*Exercise details*
The data must be returned in full, with no character altered.

[Extracted data entries]
== Segment start ==

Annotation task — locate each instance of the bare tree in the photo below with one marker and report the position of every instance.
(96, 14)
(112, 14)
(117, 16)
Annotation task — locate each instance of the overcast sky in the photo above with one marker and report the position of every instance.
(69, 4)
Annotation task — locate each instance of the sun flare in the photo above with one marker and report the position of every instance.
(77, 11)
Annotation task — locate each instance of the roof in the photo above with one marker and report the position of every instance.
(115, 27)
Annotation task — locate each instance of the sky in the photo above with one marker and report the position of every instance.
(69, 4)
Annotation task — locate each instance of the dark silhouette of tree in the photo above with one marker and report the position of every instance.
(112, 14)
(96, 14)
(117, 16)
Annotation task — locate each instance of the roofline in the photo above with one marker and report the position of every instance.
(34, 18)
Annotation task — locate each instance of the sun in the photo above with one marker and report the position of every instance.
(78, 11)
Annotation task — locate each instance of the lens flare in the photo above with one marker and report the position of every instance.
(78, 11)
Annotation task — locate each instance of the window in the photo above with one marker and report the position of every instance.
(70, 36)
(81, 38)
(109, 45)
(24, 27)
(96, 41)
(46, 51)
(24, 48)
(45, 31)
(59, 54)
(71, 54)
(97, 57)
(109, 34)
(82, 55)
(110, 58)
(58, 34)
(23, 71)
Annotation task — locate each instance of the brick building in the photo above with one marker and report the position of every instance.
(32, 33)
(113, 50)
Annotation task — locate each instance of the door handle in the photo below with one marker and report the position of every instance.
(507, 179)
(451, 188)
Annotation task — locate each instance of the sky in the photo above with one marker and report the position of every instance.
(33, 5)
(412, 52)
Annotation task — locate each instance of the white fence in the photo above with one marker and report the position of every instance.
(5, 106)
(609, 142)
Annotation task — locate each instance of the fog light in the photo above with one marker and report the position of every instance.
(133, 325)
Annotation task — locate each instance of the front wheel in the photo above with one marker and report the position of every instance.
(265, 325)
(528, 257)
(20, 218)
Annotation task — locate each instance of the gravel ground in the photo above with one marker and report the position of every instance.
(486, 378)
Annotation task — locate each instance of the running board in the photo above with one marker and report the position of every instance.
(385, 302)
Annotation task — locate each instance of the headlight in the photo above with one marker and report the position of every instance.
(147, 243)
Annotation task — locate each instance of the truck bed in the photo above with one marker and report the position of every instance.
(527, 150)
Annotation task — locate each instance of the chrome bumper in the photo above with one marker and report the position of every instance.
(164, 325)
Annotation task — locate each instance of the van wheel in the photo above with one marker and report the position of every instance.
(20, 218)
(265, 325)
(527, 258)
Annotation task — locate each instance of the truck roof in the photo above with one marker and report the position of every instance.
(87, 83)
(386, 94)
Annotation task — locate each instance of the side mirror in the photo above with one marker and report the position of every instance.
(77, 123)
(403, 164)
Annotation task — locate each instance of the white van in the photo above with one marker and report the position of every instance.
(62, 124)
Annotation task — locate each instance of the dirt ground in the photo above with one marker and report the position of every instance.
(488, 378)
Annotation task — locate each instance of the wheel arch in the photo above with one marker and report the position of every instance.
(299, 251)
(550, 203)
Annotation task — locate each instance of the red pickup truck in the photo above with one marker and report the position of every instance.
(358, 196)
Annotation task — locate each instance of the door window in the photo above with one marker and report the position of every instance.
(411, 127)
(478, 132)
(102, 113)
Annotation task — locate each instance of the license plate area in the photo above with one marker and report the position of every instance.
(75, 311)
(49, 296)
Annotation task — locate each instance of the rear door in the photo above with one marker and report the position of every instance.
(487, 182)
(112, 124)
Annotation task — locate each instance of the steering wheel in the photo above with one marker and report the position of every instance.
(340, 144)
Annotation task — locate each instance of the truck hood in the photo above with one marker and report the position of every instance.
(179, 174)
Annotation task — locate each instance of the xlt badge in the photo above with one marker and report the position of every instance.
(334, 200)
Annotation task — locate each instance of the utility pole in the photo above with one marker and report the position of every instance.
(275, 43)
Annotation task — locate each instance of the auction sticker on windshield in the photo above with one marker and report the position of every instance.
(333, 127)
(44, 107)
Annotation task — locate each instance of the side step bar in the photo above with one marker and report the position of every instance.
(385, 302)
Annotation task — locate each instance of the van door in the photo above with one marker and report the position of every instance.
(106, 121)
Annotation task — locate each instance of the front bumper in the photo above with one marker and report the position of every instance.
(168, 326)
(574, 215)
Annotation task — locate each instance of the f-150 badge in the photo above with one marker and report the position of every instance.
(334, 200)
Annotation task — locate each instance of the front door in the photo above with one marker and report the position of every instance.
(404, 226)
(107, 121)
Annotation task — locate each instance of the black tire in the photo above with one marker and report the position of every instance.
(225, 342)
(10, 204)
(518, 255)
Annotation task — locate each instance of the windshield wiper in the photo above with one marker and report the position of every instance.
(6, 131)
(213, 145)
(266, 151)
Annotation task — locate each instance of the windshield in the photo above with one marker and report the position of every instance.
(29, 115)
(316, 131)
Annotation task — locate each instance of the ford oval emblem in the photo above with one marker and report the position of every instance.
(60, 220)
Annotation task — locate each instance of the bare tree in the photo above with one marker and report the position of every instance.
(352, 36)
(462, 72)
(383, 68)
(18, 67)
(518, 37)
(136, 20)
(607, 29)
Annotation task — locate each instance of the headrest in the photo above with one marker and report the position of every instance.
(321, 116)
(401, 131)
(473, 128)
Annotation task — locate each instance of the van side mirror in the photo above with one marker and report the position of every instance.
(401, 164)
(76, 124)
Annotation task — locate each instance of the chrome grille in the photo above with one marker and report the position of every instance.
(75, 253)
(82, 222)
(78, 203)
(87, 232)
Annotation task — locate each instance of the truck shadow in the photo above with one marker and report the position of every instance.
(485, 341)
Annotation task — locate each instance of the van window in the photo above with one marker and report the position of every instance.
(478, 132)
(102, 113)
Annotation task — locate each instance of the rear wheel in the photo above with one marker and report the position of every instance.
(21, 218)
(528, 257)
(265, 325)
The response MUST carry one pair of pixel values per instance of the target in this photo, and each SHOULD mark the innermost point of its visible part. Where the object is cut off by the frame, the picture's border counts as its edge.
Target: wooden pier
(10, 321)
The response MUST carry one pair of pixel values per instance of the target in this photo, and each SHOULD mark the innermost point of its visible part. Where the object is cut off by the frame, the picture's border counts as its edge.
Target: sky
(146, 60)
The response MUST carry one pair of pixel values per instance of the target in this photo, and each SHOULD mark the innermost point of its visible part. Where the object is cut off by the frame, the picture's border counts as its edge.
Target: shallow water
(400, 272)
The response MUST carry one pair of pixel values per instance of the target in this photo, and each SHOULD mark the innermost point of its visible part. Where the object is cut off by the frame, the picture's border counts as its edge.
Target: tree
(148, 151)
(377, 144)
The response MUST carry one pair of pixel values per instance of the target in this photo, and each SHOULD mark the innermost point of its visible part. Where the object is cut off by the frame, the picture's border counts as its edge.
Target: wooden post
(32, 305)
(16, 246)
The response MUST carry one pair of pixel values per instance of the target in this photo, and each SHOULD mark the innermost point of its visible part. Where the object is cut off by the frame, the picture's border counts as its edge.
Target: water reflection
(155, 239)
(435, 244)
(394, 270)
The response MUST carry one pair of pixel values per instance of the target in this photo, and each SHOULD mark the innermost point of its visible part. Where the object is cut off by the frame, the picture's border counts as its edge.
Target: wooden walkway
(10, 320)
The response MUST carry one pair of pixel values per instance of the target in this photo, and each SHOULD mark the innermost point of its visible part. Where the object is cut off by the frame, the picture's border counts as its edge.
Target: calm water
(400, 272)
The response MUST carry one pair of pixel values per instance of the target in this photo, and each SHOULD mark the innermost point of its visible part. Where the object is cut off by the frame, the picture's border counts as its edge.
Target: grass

== Segment end ==

*Solution to the problem*
Annotation task — locate each instance of the bare tree in the photo below with one marker and report the position of every instance.
(96, 14)
(112, 14)
(117, 16)
Annotation task — locate each instance of the overcast sky in the photo above with one marker and report the position of every instance.
(69, 4)
Annotation task — locate each instance of the sun flare in the photo above with one marker and report the position of every instance.
(77, 11)
Annotation task — locate each instance of the roof in the photo above with one marker and report the position of every instance.
(115, 27)
Annotation task — locate each instance of the sky in the photo above with one marker and report the position of every instance.
(69, 4)
Annotation task — locate each instance of the dark silhouette of tree in the photo above with one marker and report the position of every instance.
(112, 14)
(96, 14)
(117, 16)
Annotation task — locate each instance of the roofline in the photo above with one marker and report the position of every instance.
(34, 18)
Annotation task — locate each instance of the sun in the photo above with one marker and report the position of every instance.
(78, 11)
Annotation task — locate each instance of the lens flare in the photo above with one marker and report the position of every instance.
(78, 11)
Annotation task — locate each instance of the window in the photo above with one marker and report the position of every instance.
(70, 36)
(81, 38)
(109, 45)
(24, 27)
(96, 41)
(46, 51)
(24, 48)
(45, 31)
(59, 54)
(71, 54)
(97, 57)
(109, 34)
(82, 55)
(110, 58)
(58, 34)
(23, 71)
Annotation task — locate each instance of the brick building in the photo above with one marker and report the position of every instance.
(32, 33)
(113, 50)
Annotation task — locate each instance of the door handle in the photo below with one marker and report the position of every instance.
(507, 179)
(451, 188)
Annotation task — locate each instance of the sky in the photo above with one marker and report the position of every instance.
(33, 5)
(412, 52)
Annotation task — locate each instance of the white fence in the photo above with one marker and report the position of every instance.
(5, 106)
(609, 142)
Annotation task — locate each instance of the fog light in the photo above with one marker and report the position of every instance.
(133, 325)
Annotation task — locate each instance of the front wheel in the photo above with one marker and report the position of every instance.
(265, 325)
(528, 257)
(20, 218)
Annotation task — locate each instance of the gravel ground in the photo above with one marker and report the position of every instance.
(486, 378)
Annotation task — locate each instance of the running board in the photo above with one marker and report the position of every instance.
(385, 302)
Annotation task — locate each instance of the headlight in the photo above with one marker and report the position of every instance.
(147, 243)
Annotation task — locate each instance of the truck bed in the photo above with one marker and report the position of every instance.
(527, 150)
Annotation task — locate each instance of the chrome bumper in the photo above with one marker and report the position of every instance.
(164, 325)
Annotation task — locate each instance of the van wheel in the photo above with one marker and report the position of every instance.
(20, 218)
(265, 325)
(527, 258)
Annotation task — locate each instance of the truck roof in the photo above with one marker and report the position of every instance.
(87, 83)
(386, 94)
Annotation task — locate each instance of the side mirror in the photo above with one marker and report the position of every instance.
(77, 123)
(403, 164)
Annotation task — locate each instance of the white van in the photo above with one marker and report the position of every instance.
(62, 124)
Annotation task — locate each instance of the dirt ground in the photo above with one marker and report the position of every instance.
(488, 378)
Annotation task — locate each instance of the wheel arch in the photo above with one marker and report the position of every instance.
(299, 251)
(550, 203)
Annotation task — locate each instance of the red pickup truck in the photo above with one marker and report the position of every instance.
(358, 196)
Annotation task — locate each instance of the door window in the photo above with one marker and report the position of every instance.
(411, 127)
(478, 132)
(102, 113)
Annotation task — locate each instance of the license plate area in the photo above with one marker and report the position of every instance.
(75, 311)
(49, 296)
Annotation task — locate each instance of the rear door in the photo above with one marker and report the position of every instance.
(487, 182)
(112, 124)
Annotation task — locate each instance of the steering wheel in the photo above with one marker and report the position of every instance.
(340, 144)
Annotation task — locate each instance of the truck hood in the photo above with one marker and report the position of every instance.
(179, 174)
Annotation task — locate each instance of the xlt badge in the photo above with one marker and report the position of every instance.
(334, 200)
Annotation task — locate each instance of the utility pole in the photo above with one marker and report the position of every instance.
(275, 43)
Annotation task — locate each instance of the auction sticker on windshield in the photo above with one marker and report the position of every instance.
(333, 127)
(44, 107)
Annotation task — locate each instance of the side step bar in the photo above with one marker and report the position of every instance.
(385, 302)
Annotation task — locate each instance of the van door in the photo above with one marker and report the position of every instance.
(106, 121)
Annotation task — locate each instance of the front bumper in the photo above with one marker and report the position of every instance.
(168, 326)
(574, 215)
Annotation task — locate each instance of the f-150 badge in the photo above with one marker and report the position of every instance.
(334, 200)
Annotation task — locate each instance of the front door in the photo above with one marker and report the position of every instance.
(404, 226)
(107, 121)
Annotation task — locate each instance of the black tire in the photo above with one marker and report the position of every instance.
(225, 342)
(10, 204)
(518, 255)
Annotation task — locate each instance of the windshield wiper in the photo above with one marker and report the position of every instance.
(6, 131)
(213, 145)
(266, 151)
Annotation task — locate each instance of the windshield in the photo above with one marker and report the position of every instance.
(29, 115)
(316, 131)
Annotation task — locate each instance of the ford oval emblem in the photo above with one marker and report the position of every instance.
(60, 220)
Annotation task — locate each instance of the bare tree in the photo above with one marker and report the position of every instance.
(352, 36)
(462, 72)
(383, 68)
(18, 67)
(518, 37)
(136, 20)
(607, 29)
Annotation task — locate each instance of the headrest in the photo above with one marker and report the position of every instance.
(321, 116)
(401, 131)
(473, 128)
Annotation task — locate each instance of the van side mirror in the photo above with one marker and report the position of every instance.
(401, 164)
(76, 124)
Annotation task — locate each instance of the chrome grille in the photo above with one marker and report the position of every instance.
(75, 253)
(82, 222)
(78, 203)
(87, 232)
Annotation task — locate each instance of the truck shadow in the photo above with one marker and report the position of every instance.
(485, 341)
Annotation task — locate each instance of the van window in the photo above with one marker and report the position of every instance.
(478, 132)
(102, 113)
Annotation task — locate each instance of the rear wheel in the photo above with one marker and report the position of every instance.
(21, 218)
(528, 257)
(265, 325)
The response MUST carry one pair of pixel values per instance of the target in this photo, and each SHOULD mark the innermost point of its visible part. Where the object is cut off by the frame, the picture's border counts as its edge.
Target: wooden pier
(10, 321)
The response MUST carry one pair of pixel values per instance of the target in this photo, and each SHOULD mark the innermost point of its visible part. Where the object is cut off by the frame, the picture's border counts as its edge.
Target: sky
(146, 60)
The response MUST carry one pair of pixel values per instance of the target in this photo, and each SHOULD mark the innermost point of its visible part. Where the object is cut off by the frame, the picture's border counts as its edge.
Target: shallow water
(400, 272)
The response MUST carry one pair of pixel values per instance of the target in this photo, and each SHOULD mark the innermost point of its visible part. Where the object is cut off by the frame, the picture's border counts as its edge.
Target: tree
(148, 151)
(377, 144)
The response MUST carry one pair of pixel values per instance of the target in this photo, and each SHOULD mark the innermost point of its visible part. Where the object is cut off by the frame, the picture's border counts as its edge.
Target: wooden post
(32, 305)
(16, 246)
The response MUST carry one pair of pixel values per instance of the target in this photo, and each SHOULD mark the innermost point of its visible part. Where the object is cut off by the frame, the picture's border counts as its edge.
Target: water reflection
(155, 239)
(435, 244)
(394, 270)
The response MUST carry one pair of pixel values per instance of the target in this photo, and each SHOULD mark the innermost point of its visible part. Where the object is cut off by the frame, the picture's border counts as its edge.
Target: wooden walkway
(10, 320)
The response MUST carry one pair of pixel values per instance of the target in this photo, and each SHOULD mark the innermost point of its visible part. Where the object is cut off by the frame, the picture's border counts as its edge.
Target: calm water
(400, 272)
The response MUST carry one pair of pixel values per instance of the target in this photo, and each SHOULD mark the innermost point of its visible part. Where the object is cut off by the frame, the picture's border counts as its edge.
Target: grass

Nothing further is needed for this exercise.